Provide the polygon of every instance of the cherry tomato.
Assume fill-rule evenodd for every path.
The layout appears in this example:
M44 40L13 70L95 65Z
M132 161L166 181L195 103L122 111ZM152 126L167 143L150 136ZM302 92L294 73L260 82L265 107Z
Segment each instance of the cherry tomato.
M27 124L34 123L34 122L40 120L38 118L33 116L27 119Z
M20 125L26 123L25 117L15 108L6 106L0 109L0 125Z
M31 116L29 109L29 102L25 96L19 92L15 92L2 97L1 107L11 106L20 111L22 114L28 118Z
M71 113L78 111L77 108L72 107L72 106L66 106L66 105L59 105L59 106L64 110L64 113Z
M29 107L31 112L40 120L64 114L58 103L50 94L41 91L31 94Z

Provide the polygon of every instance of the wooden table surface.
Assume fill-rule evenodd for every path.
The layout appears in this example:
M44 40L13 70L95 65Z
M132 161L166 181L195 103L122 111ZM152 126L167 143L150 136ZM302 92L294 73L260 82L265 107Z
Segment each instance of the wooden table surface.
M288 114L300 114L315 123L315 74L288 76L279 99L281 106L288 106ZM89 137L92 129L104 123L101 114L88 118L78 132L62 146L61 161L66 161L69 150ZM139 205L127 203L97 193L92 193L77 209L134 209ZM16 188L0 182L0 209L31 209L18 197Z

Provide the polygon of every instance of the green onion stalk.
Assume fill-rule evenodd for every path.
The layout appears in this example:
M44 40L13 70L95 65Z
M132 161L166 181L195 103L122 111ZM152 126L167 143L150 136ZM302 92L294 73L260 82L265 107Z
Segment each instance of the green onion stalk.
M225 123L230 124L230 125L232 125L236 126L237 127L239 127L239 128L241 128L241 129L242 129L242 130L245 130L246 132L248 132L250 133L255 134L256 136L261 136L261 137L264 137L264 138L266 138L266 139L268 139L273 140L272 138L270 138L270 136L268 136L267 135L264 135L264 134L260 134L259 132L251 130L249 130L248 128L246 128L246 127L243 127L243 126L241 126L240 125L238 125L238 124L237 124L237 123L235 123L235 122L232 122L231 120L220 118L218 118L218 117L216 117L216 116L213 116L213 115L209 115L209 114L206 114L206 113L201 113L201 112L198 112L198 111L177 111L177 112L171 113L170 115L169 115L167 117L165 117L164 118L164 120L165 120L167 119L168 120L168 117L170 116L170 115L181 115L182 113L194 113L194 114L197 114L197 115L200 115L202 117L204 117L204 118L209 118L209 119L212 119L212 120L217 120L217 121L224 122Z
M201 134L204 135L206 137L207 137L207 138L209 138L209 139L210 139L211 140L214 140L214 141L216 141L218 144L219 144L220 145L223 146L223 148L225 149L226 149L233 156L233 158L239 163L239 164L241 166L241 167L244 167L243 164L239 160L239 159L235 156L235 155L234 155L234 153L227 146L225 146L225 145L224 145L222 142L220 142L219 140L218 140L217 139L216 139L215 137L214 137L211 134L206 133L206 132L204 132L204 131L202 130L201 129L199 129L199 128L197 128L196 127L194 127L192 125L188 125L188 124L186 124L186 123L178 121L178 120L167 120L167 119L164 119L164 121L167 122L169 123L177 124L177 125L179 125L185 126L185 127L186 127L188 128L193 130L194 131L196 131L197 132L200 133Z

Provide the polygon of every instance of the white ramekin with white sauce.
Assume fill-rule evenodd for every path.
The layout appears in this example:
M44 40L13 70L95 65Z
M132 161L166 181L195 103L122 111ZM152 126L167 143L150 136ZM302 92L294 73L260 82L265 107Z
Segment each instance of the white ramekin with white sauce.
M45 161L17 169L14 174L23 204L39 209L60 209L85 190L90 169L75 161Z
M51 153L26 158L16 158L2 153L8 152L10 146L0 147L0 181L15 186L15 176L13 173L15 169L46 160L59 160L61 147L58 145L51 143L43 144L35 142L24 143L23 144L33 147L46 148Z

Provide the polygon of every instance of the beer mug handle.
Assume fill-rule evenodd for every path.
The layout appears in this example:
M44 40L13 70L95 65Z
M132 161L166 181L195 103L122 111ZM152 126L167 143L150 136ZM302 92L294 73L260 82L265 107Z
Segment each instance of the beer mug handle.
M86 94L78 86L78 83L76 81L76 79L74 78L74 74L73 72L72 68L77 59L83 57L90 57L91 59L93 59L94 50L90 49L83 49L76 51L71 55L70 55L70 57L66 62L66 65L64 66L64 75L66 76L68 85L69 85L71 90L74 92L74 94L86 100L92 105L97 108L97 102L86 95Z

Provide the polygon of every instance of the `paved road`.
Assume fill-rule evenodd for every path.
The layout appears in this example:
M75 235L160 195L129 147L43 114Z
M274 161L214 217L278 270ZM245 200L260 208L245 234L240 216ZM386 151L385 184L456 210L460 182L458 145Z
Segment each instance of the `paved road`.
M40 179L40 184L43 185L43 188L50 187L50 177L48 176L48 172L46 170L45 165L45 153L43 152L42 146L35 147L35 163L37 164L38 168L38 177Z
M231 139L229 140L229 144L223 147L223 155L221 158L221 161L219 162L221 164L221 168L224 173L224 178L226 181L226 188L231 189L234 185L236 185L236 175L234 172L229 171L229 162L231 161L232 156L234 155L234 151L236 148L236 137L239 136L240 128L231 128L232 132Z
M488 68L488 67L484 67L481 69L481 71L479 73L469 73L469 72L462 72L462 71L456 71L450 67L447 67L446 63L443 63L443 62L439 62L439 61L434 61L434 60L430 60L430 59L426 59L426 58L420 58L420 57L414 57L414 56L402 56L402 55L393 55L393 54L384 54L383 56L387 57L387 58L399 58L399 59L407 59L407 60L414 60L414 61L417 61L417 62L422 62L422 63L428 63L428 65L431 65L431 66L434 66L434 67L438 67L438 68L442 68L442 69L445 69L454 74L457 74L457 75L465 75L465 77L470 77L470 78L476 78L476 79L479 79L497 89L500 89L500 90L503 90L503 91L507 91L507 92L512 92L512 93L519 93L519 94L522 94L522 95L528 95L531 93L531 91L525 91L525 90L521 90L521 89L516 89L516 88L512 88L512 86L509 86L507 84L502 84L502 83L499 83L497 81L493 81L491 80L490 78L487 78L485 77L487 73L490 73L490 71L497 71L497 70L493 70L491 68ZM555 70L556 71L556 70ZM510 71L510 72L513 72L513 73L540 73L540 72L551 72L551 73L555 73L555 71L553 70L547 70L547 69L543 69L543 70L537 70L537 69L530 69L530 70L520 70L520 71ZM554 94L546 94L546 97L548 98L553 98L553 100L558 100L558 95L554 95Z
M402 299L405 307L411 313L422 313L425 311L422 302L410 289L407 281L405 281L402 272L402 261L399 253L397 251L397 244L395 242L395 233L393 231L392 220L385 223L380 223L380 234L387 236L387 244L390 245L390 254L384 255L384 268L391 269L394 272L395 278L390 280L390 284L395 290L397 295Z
#####
Problem details: Please quote every one of the rows above verbatim, from the first line to the last.

Expected answer:
Provide the polygon of every instance of the cherry tomato.
Assume fill-rule evenodd for every path.
The layout appears in this example:
M44 40L13 70L95 65Z
M132 161L166 181L195 103L122 111ZM152 126L167 143L150 136ZM302 92L294 73L260 82L265 107Z
Segment each instance of the cherry tomato.
M27 124L34 123L34 122L40 120L38 118L33 116L27 119Z
M20 125L26 123L25 117L15 108L6 106L0 109L0 125Z
M31 116L29 109L29 102L25 96L19 92L15 92L2 97L1 107L11 106L20 111L22 114L28 118Z
M71 113L78 111L77 108L72 107L72 106L66 106L66 105L59 105L59 106L64 110L64 113Z
M29 107L31 112L40 120L64 114L58 103L50 94L41 91L31 94Z

Provide the polygon of every instance of the wooden table surface.
Assume fill-rule evenodd for every path.
The layout appears in this example:
M44 40L13 70L95 65Z
M132 161L166 181L195 103L122 111ZM152 126L167 143L150 136ZM302 92L294 73L260 82L265 107Z
Segment each instance of the wooden table surface.
M288 114L300 114L315 123L315 74L288 76L279 99L281 106L288 106ZM89 137L92 129L104 123L101 114L88 118L78 132L62 146L61 161L66 161L69 150ZM139 205L127 203L97 193L92 193L77 209L134 209ZM16 188L0 182L0 209L31 209L18 197Z

Provide the polygon of every instance of the green onion stalk.
Assume fill-rule evenodd for every path.
The layout appears in this example:
M44 40L13 70L95 65Z
M132 161L166 181L195 103L122 111ZM152 126L167 143L150 136ZM302 92L294 73L260 82L265 107Z
Segment each instance of the green onion stalk.
M225 123L230 124L230 125L232 125L236 126L237 127L239 127L239 128L241 128L241 129L242 129L242 130L245 130L246 132L248 132L250 133L255 134L256 136L261 136L261 137L264 137L264 138L266 138L266 139L268 139L273 140L272 138L270 138L270 136L268 136L267 135L264 135L264 134L260 134L259 132L251 130L249 130L248 128L246 128L246 127L243 127L243 126L241 126L240 125L238 125L238 124L237 124L237 123L235 123L235 122L232 122L231 120L220 118L218 118L218 117L216 117L216 116L213 116L213 115L209 115L209 114L206 114L206 113L201 113L201 112L198 112L198 111L177 111L177 112L171 113L170 115L169 115L167 117L165 117L164 118L164 120L165 120L167 119L168 120L168 117L170 116L170 115L181 115L182 113L194 113L194 114L197 114L197 115L200 115L202 117L204 117L204 118L209 118L209 119L212 119L212 120L217 120L217 121L224 122Z
M201 134L204 135L206 137L207 137L207 138L209 138L209 139L210 139L211 140L214 140L214 141L216 141L218 144L219 144L220 145L223 146L223 148L225 149L226 149L233 156L233 158L239 163L239 164L241 166L241 167L244 167L243 164L239 160L239 159L235 156L235 155L234 155L234 153L227 146L225 146L225 145L224 145L222 142L220 142L219 140L218 140L217 139L216 139L215 137L214 137L211 134L206 133L206 132L204 132L204 131L202 130L201 129L199 129L199 128L197 128L196 127L194 127L192 125L188 125L188 124L186 124L186 123L178 121L178 120L167 120L167 119L164 119L164 121L167 122L169 123L177 124L177 125L179 125L185 126L185 127L186 127L188 128L193 130L194 131L196 131L197 132L200 133Z

Provide the polygon of every instance of the white ramekin with white sauce.
Assume fill-rule evenodd for every path.
The layout appears in this example:
M44 40L13 70L95 65Z
M132 161L166 181L195 103L122 111ZM152 126L167 143L150 136ZM302 92L294 73L260 82L265 107Z
Segment each instance of the white ramekin with white sauce.
M45 161L17 169L14 174L23 204L39 209L60 209L85 190L90 169L75 161Z
M51 153L26 158L16 158L2 153L8 152L10 146L0 147L0 181L15 186L15 176L13 173L15 169L46 160L59 160L61 147L58 145L51 143L43 144L35 142L24 143L23 144L33 147L46 148Z

Provide the polygon of every instance of the beer mug handle.
Assume fill-rule evenodd for every path.
The layout appears in this example:
M44 40L13 70L95 65Z
M132 161L166 181L195 103L122 111ZM152 126L167 143L150 136ZM302 92L294 73L260 82L265 107Z
Segment each instance of the beer mug handle.
M86 94L78 86L78 83L76 81L76 79L74 78L74 74L73 72L72 68L77 59L83 57L90 57L91 59L93 59L94 50L90 49L83 49L76 51L71 55L70 55L70 57L66 62L66 65L64 66L64 75L66 76L68 85L69 85L71 90L74 92L74 94L86 100L92 105L97 108L97 102L86 95Z

Provide the polygon of every instance of the `paved road`.
Assume fill-rule evenodd for every path.
The layout appears in this example:
M75 235L160 195L129 147L43 114Z
M274 161L214 217L278 270ZM245 200L260 208L245 234L240 216ZM386 151L385 184L456 210L460 182L458 145Z
Segment each instance of the `paved road`.
M40 179L40 184L43 185L43 188L50 187L50 177L48 176L48 172L46 170L45 165L45 153L43 152L42 146L35 147L35 163L37 164L38 168L38 177Z
M231 139L229 140L229 144L223 147L223 155L221 158L221 161L219 162L221 164L221 168L224 173L224 178L226 181L226 188L231 189L234 185L236 185L236 175L234 172L229 171L229 162L231 161L232 156L234 155L234 151L236 148L236 137L239 136L240 128L231 128L232 132Z
M488 68L488 67L484 67L481 69L481 71L479 73L469 73L469 72L462 72L462 71L456 71L450 67L447 67L446 63L443 63L443 62L439 62L439 61L434 61L434 60L430 60L430 59L426 59L426 58L420 58L420 57L414 57L414 56L402 56L402 55L393 55L393 54L384 54L383 56L387 57L387 58L399 58L399 59L407 59L407 60L414 60L414 61L417 61L417 62L422 62L422 63L428 63L428 65L431 65L431 66L434 66L434 67L438 67L438 68L442 68L442 69L445 69L454 74L457 74L457 75L465 75L465 77L470 77L470 78L476 78L476 79L479 79L497 89L500 89L500 90L503 90L503 91L507 91L507 92L512 92L512 93L519 93L519 94L522 94L522 95L528 95L531 93L531 91L525 91L525 90L521 90L521 89L516 89L516 88L512 88L512 86L509 86L507 84L502 84L502 83L499 83L497 81L493 81L491 80L490 78L487 78L485 77L487 73L490 73L490 71L497 71L497 70L493 70L491 68ZM555 70L556 71L556 70ZM510 71L510 72L513 72L513 73L540 73L540 72L551 72L551 73L555 73L555 71L553 70L547 70L547 69L543 69L543 70L537 70L537 69L530 69L530 70L520 70L520 71ZM554 94L546 94L546 97L548 98L553 98L553 100L558 100L558 95L554 95Z
M402 299L405 307L411 313L422 313L425 311L422 302L410 289L407 281L405 281L402 272L402 261L399 253L397 251L397 244L395 242L395 233L393 231L392 220L385 223L380 223L380 234L387 236L387 244L390 245L390 254L384 255L384 268L391 269L394 272L395 278L390 280L390 284L395 290L397 295Z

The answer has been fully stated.